● **WHAT IS REQUIRED**: Set down every record below exactly as it stands, minus the pictures.

[Stored records]

================================

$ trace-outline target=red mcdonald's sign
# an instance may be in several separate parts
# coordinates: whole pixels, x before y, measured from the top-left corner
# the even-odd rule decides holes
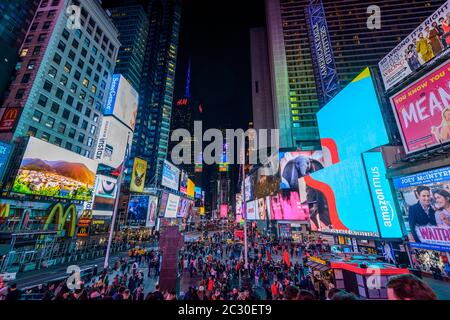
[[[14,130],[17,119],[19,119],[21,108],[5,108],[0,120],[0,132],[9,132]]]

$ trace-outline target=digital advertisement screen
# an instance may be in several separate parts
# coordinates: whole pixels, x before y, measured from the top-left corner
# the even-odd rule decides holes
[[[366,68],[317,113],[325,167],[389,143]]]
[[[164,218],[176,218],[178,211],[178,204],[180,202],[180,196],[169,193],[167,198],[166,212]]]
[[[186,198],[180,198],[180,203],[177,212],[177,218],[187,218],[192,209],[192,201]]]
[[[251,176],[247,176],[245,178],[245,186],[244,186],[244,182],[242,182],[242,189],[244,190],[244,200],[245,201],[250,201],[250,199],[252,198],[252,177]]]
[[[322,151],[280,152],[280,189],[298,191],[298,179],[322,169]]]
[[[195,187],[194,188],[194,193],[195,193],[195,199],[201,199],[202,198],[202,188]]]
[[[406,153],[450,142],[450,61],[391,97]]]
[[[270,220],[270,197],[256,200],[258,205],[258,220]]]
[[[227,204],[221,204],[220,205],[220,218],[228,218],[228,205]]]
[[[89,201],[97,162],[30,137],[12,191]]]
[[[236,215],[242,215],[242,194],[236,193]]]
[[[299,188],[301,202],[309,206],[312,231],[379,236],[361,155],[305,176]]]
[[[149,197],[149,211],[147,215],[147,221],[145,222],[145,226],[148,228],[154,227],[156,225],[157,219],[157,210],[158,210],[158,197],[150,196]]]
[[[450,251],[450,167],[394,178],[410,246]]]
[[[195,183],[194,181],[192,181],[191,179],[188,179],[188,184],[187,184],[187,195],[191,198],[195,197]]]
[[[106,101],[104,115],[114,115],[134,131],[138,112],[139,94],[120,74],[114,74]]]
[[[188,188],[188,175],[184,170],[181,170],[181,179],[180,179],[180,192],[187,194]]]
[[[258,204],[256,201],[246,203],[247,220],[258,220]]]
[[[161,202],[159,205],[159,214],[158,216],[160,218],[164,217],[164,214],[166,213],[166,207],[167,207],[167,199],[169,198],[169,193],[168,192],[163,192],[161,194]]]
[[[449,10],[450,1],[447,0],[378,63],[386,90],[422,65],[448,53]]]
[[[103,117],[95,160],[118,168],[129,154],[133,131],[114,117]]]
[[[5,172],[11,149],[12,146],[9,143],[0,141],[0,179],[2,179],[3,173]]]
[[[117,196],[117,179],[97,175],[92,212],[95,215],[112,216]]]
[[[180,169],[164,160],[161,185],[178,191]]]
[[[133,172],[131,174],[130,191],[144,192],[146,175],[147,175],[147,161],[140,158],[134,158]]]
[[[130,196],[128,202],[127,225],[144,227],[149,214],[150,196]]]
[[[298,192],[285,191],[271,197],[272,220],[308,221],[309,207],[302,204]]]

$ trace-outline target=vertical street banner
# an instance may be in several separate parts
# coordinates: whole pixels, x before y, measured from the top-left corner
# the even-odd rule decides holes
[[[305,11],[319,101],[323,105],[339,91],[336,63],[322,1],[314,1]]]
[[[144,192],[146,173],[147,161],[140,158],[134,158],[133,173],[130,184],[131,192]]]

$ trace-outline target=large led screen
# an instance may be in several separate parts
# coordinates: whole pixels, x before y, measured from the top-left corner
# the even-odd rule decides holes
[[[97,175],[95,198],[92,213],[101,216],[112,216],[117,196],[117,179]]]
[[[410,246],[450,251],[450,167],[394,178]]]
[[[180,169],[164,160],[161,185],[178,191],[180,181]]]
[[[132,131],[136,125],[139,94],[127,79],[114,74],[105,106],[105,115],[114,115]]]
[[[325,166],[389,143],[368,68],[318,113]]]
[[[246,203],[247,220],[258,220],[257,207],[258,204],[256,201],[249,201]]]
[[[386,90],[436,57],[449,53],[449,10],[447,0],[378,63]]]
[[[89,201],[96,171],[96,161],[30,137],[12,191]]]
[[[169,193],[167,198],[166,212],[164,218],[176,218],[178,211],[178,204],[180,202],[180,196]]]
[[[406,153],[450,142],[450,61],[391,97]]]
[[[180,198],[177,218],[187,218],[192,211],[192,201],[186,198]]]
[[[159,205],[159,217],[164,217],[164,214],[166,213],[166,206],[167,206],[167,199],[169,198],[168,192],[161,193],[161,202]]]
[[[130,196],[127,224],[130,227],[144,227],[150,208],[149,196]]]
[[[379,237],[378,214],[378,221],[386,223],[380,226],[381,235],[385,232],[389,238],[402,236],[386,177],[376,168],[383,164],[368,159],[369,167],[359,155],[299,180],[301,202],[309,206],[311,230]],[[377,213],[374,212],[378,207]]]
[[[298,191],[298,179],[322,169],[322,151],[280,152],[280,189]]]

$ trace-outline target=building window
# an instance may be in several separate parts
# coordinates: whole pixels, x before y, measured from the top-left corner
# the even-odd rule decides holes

================================

● **ANSWER TO THIS PROBLEM**:
$ trace-outline target=red mcdonald's sign
# an instance may be in several separate parts
# coordinates: whole pixels, x before y, measured from the top-left corner
# the even-odd rule decides holes
[[[14,130],[17,119],[19,119],[21,108],[5,108],[0,120],[0,132],[9,132]]]

$ trace-outline target=digital advertisement screen
# an instance may be in several separate parts
# coordinates: whole pixels, x before y, measured from the top-left corner
# the even-odd rule decides holes
[[[366,68],[317,113],[325,167],[389,143]]]
[[[164,218],[176,218],[178,211],[178,204],[180,202],[180,196],[169,193],[167,198],[166,212]]]
[[[186,198],[180,198],[180,203],[177,212],[177,218],[187,218],[192,209],[192,201]]]
[[[251,176],[247,176],[245,178],[245,186],[244,186],[244,182],[242,182],[242,189],[244,190],[244,200],[245,201],[250,201],[250,199],[252,198],[252,177]]]
[[[322,151],[280,152],[280,189],[298,191],[298,179],[322,169]]]
[[[195,187],[194,188],[194,193],[195,193],[195,199],[201,199],[202,198],[202,188]]]
[[[406,153],[450,142],[450,61],[391,97]]]
[[[270,220],[270,197],[256,200],[258,205],[258,220]]]
[[[227,204],[221,204],[220,205],[220,218],[228,218],[228,205]]]
[[[89,201],[97,162],[30,137],[12,191]]]
[[[236,215],[242,215],[242,194],[236,193]]]
[[[299,188],[301,202],[309,206],[312,231],[379,236],[361,155],[305,176]]]
[[[149,197],[149,211],[147,215],[147,221],[145,222],[145,226],[148,228],[154,227],[156,225],[157,219],[157,210],[158,210],[158,197],[150,196]]]
[[[450,251],[450,167],[394,178],[410,246]]]
[[[195,183],[194,181],[192,181],[191,179],[188,179],[188,184],[187,184],[187,195],[191,198],[195,197]]]
[[[106,101],[104,115],[114,115],[134,131],[138,112],[139,94],[120,74],[114,74]]]
[[[188,188],[188,175],[184,170],[181,170],[181,179],[180,179],[180,192],[187,194]]]
[[[258,204],[256,201],[246,203],[247,220],[258,220]]]
[[[161,202],[159,205],[159,214],[158,216],[160,218],[164,217],[164,214],[166,213],[166,207],[167,207],[167,199],[169,198],[169,193],[168,192],[163,192],[161,194]]]
[[[449,10],[450,1],[447,0],[378,63],[386,90],[422,65],[448,53]]]
[[[103,117],[95,160],[118,168],[129,154],[133,131],[114,117]]]
[[[5,172],[11,149],[12,146],[9,143],[0,141],[0,179],[2,179],[3,173]]]
[[[117,196],[117,179],[97,175],[92,212],[95,215],[112,216]]]
[[[180,169],[164,160],[161,185],[178,191]]]
[[[133,172],[131,174],[130,191],[144,192],[146,175],[147,175],[147,161],[140,158],[134,158]]]
[[[130,196],[128,202],[127,225],[144,227],[149,214],[150,196]]]
[[[298,192],[285,191],[271,197],[272,220],[308,221],[309,207],[302,204]]]

$ trace-outline target=vertical street banner
# an instance may be in several separate parts
# coordinates: whole pixels, x before y, measured from the top-left corner
# the even-odd rule decides holes
[[[305,11],[319,101],[323,105],[339,91],[336,63],[322,1],[314,1]]]
[[[144,192],[146,173],[147,161],[140,158],[134,158],[133,173],[130,184],[131,192]]]

$ trace-outline target=large led screen
# an instance may be in several separate parts
# coordinates: whole pixels, x before y, measured from the top-left corner
# the even-odd rule decides holes
[[[97,175],[95,198],[92,213],[101,216],[112,216],[117,196],[117,179]]]
[[[410,246],[450,251],[450,167],[394,178]]]
[[[180,169],[164,160],[161,185],[178,191],[180,181]]]
[[[132,131],[136,125],[139,94],[127,79],[114,74],[105,106],[105,115],[114,115]]]
[[[325,166],[389,143],[368,68],[318,113]]]
[[[246,203],[247,220],[258,220],[257,207],[258,204],[256,201],[249,201]]]
[[[386,90],[436,57],[449,53],[449,10],[447,0],[378,63]]]
[[[89,201],[96,171],[96,161],[30,137],[12,191]]]
[[[169,193],[167,198],[166,212],[164,218],[176,218],[178,211],[178,204],[180,202],[180,196]]]
[[[406,153],[450,142],[450,61],[391,97]]]
[[[180,198],[177,218],[187,218],[192,211],[192,201],[186,198]]]
[[[159,205],[159,217],[164,217],[164,214],[166,213],[166,206],[167,206],[167,199],[169,198],[168,192],[161,193],[161,202]]]
[[[130,196],[127,224],[130,227],[144,227],[150,208],[149,196]]]
[[[379,237],[378,214],[378,221],[386,223],[380,226],[381,235],[385,232],[389,238],[402,236],[386,177],[376,168],[383,164],[368,159],[369,167],[359,155],[299,180],[301,202],[309,206],[311,230]],[[377,213],[374,212],[378,207]]]
[[[298,191],[298,179],[322,169],[322,151],[280,152],[280,189]]]

$ trace-outline target=building window
# an instance may be in several separate parts
# coordinates: whole pixels, x before y, measured from the top-left corner
# the even-odd rule decides holes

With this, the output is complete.